The Ring is so powerful that it can withstand all manner of interpretation, but Tannhäuser is, literally, a different story. Wagner is still grappling with ideas from Der fliegende Holländer and Lohengrin: in some ways Tannhäuser is a kind of prototype for Der Meistersinger von Nürnberg. All the more reason then, that a production of this opera needs to meaningfully enhance it. There are lots of ways of thinking it through, but this isn’t one of the more inspired. The sets are nice and clear, a simple circular, rotating disc with details created by coloured light. By commissioning Chéreau, Wieland cleared away the debris of Cosima orthodoxy, refocusing on the spirit of Wagner’s music, rather than the outward form. That’s critical. It isn’t the set that makes an opera, but what the set contributes to extending its essential meaning. It’s irrelevant whether the staging is modern or not, as long as it’s intelligent.
 
Thus, when Wolfgang’s Venusberg is a halo of sexless ballet dancers waving their arms. Is this what Tannhäuser gave up Wartburg for? And why is he so driven to leave it? In the beginning of the third act, there’s nothing on stage at all, but the wooden icon of the Virgin Mary, which we’ve been shown at length in the first Act. For ten whole minutes, the audience might just as well be listening at home, in greater comfort than the stifling heat and hard seats of Bayreuth. Of course, people don’t necessarily go to Bayreuth for artistic enlightenment, but they do deserve something that enhances the opera as opera. Five years later, Brian Large, who directed the filming of this version, was to make another version in Munich, conducted by Mehta and staged by David Alden. It was horrifying at the time, because Venusberg was depicted as a place full of excessive lust, shading off into the bestial and sinister. Unfortunately, many people didn’t see past the nudity, and appreciate that its point was to show the fundamental depravity of Venusberg. How ironic it was that the “degenerate” staging was actually reaffirming the purity and spirituality Elisabeth represents. The Landgrave and Wartburgers don’t have much to worry about in this Bayreuth Venusberg, so its essential horror is dissolved. Similarly, although there is connection between Elisabeth and the Virgin Mary, here the costuming makes the point with too heavy a hand. Elisabeth is human, not a wooden icon come alive.
 
Were this production musically stimulating, it might still work. After all, this is Wagner. Sadly the uninspired approach affected the conducting and orchestra too. Much of Sinopoli’s reputation rests on his work in opera. Tannhäuser was his debut at Bayreuth, but this DVD was made after he’d conducted it for several years. Unfortunately, the frequent and long drawn-out episodes when nothing happens on stage only serve to highlight the fairly lacklustre playing. The slow pace is particularly grating in the long dialogues in the hall of Song. Wagner may have written longueurs into the score, but dragging them out militates against the drama at the heart of opera.

####################

Exercise set:
a) Name every Wagner work mentioned in the Tannhäuser review.
b) Edit the Tannhäuser review from "Were this production" up to and including "heart of opera." so that "DVD" becomes "recording".
c) Pick up the Tannhäuser review after its final sentence and keep writing it.
The material that comes next stands apart from the Tannhäuser review.

A series of records:
####################

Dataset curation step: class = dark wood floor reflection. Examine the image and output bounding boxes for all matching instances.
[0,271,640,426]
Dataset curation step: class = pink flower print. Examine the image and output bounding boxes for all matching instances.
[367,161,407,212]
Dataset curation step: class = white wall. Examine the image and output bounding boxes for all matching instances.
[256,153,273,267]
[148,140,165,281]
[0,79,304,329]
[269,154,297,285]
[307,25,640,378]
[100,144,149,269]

####################

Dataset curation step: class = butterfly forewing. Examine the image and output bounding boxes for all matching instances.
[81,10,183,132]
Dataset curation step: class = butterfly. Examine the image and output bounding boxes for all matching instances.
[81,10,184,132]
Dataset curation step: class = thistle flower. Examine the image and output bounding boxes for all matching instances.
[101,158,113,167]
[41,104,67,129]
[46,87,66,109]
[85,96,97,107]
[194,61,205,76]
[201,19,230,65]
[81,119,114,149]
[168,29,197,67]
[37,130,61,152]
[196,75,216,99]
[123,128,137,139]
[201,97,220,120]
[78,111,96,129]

####################

Responses per task:
a) The Ring, Tannhäuser, Der fliegende Holländer, Lohengrin, Der Meistersinger von Nürnberg

b)
Were this production musically stimulating, it might still work. After all, this is Wagner. Sadly the uninspired approach affected the conducting and orchestra too. Much of Sinopoli’s reputation rests on his work in opera. Tannhäuser was his debut at Bayreuth, but this recording was made after he’d conducted it for several years. Unfortunately, the frequent and long drawn-out episodes when nothing happens on stage only serve to highlight the fairly lacklustre playing. The slow pace is particularly grating in the long dialogues in the hall of Song. Wagner may have written longueurs into the score, but dragging them out militates against the drama at the heart of opera.

c)
 
Fortunately, the third act is transformational in many ways. It’s the critical turning point of the opera, where suddenly, so much happens - Tannhäuser returns from Rome, cursed, ready to return to Venusberg. Fortunately, the tension in the power struggle sparks much more animated playing. This is tighter ensemble writing than has gone before, for in this smaller, more intense grouping, Wagner can focus on the claustrophobic tensions. The singers rise to the challenge. Richard Versalle’s Tannhäuser may have started a little unsteadily, but grows more interestingly as the opera proceeds, rather like the character he’s playing. His portrayal of Tannhäuser now has quite well defined hysteria – after all, he’s decided to return to hell. This role was close to Versalle’s heart, for it gave him his big break, when René Kollo pulled out just forty-five minutes before the curtain went up in an earlier production. Versalle may not have the depth of Kollo, but he compensates with thoughtful interpretation. Alas, during a 1996 production at the Met, he was to fall and die on stage in a freak accident.
 
Elisabeth was also Cheryl Studer’s big international breakthrough, when she was called to substitute at short notice in 1985, despite never having sung the role before. Again, this recording is taken from the last season in which this production was used, so we’re hearing her more at ease in the role. How lovely and fresh she sounds here! It’s no surprise that she made such an impact. Nonetheless, film techniques, when this recording was made, do her no favours.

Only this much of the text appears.